The product flopped. But Owades did not give up.
“With approval from his boss, Dr. Owades said, he shared his formula with a friend at Chicago’s Meister Brau brewery, which soon came out with Meister Brau Lite,” according to the obituary. “He routinely joked, ‘Being from Chicago, they couldn't spell ‘light.’”
Unlike Gablinger’s, Meister Brau Lite found early success.
“Chicagoans had accepted the Meister Brau line as their local beer,” Skilnik wrote in his Chicago history book. “The little neighborhood brewery had established itself as Chicago’s hometown favorite and a growing national brewery.”
From there, however, things began to unravel. And after a series of financial missteps, Meister Brau declared bankruptcy in 1972.
It sold its Meister Brau, Lite and Buckeye trade names to Miller Brewing in Milwaukee.
'There’s room for something like this in America'
Miller picked up where Meister Brau left off with Lite.
One inspiration for the brand may have been a trip John Murphy, then-president and CEO of Miller, and George Weissman, chairman of Philip Morris Inc. (the then-owners of the brewery), made to Germany in the early 1970s, according to the 2002 account in New York Times Magazine.
“Weissman was trying to keep his calorie intake down, and at a restaurant one night a waiter offered him a ‘Diat’ beer,” according to magazine’s account. “Murphy, an exuberant man of Irish descent, who was 6-foot-3 and weighed 250 pounds, didn’t exactly come across as a dieter himself, but he ordered one, too. The men sipped, Weissman recalls, and Murphy said, ‘There’s room for something like this in America.’”
The two went to work devising a strategy to bring the idea here.
“Murphy recalls summoning his brewmaster and telling him to come up with a light beer that had something that Lite at that time lacked – a beery taste,” according to a 1978 Esquire article.
Indeed, “Meister Brau Lite was one of the first entrants in the low-calorie beer market, but Miller has since modified the beer’s formula,” according to a 1975 Business Week article.
The result: A recipe that “uses a unique blend of choice Saaz and Pacific Northwest hops and a significant amount of caramel malt,” brewed with the same strain of brewer’s yeast that Frederick Miller brought with him from Germany in the 1850s, the company says. That, and a brewing process focused on consistent quality, honed over more than a century of brewing in Milwaukee.

-- Requirement A --
In the passage on the history of light beer, duplicate the part that begins at the words "The product flopped." and stop after the words "Miller Brewing in Milwaukee.".
-- Requirement B --
Go on with the passage on the history of light beer, picking up after its final sentence.

-- Information supplied --
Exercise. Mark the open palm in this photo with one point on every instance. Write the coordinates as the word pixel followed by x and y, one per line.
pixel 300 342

-- Task output A --
The product flopped. But Owades did not give up.
“With approval from his boss, Dr. Owades said, he shared his formula with a friend at Chicago’s Meister Brau brewery, which soon came out with Meister Brau Lite,” according to the obituary. “He routinely joked, ‘Being from Chicago, they couldn't spell ‘light.’”
Unlike Gablinger’s, Meister Brau Lite found early success.
“Chicagoans had accepted the Meister Brau line as their local beer,” Skilnik wrote in his Chicago history book. “The little neighborhood brewery had established itself as Chicago’s hometown favorite and a growing national brewery.”
From there, however, things began to unravel. And after a series of financial missteps, Meister Brau declared bankruptcy in 1972.
It sold its Meister Brau, Lite and Buckeye trade names to Miller Brewing in Milwaukee.

-- Task output B --
And there was the packaging, which got its reboot from Walter Landor, a well-known graphic designer who had worked on several prominent Philip Morris brands.
After rolling out in a series of test markets in 1973, the beer returned to its birthplace of Chicago in 1974, a new look for the well-known Meister Brau Lite.
“Miller began saturating the Chicago daily papers with full-page ads and multiple thirty-second TV spots during local sportscasts, targeting the old Meister Brau and Meister Brau Lite crowd,” wrote Skilnik. “Lite beer from Miller, son of Meister Brau Lite, soon became the beer that made Miller famous.”
The beer that launched a new beer category
It was a story repeating itself across the country. The beer soon rolled out to more than a dozen other markets, and two years later, to a nation thirsty for light beer, kicking off a new category of beer that came to dominate beer sales in the decades since.
“Lite’s performance to-date in these markets continues to verify the strength of the brand,” according to a February 1975 internal newsletter announcing a national expansion. “Consequently, Miller feels that Lite is ready for the big time.”
American consumers were ready. But Miller initially was not. The brewery could not meet booming demand for Miller Lite.
“We could sell thousands more cases if we could only get them,” one unnamed distributor said in the 1975 Business Week article.
Lite vaulted Miller Brewing to the nation’s second-largest brewer in 1977, past the likes of Coors, Pabst and Schlitz. In 1972, it ranked fifth. Volume surpassed 31 million barrels in 1978, more than tripling from 9 million in 1974, according to Miller statistics.
The need to meet that demand almost single-handedly led to a more than $600 million investment in new brewing capacity across the country in the late 1970s and early 1980s, which included the addition of new breweries in Eden, N.C.; Albany, Ga.; and Irwindale, Calif.
Miller’s breweries were bursting at the seams to keep enough Lite in the market.
Ralph Rodriguez started work in shipping at the Fort Worth, Texas, Brewery as an 18-year-old in 1975, just as it was ramping up production of The Original Light Beer.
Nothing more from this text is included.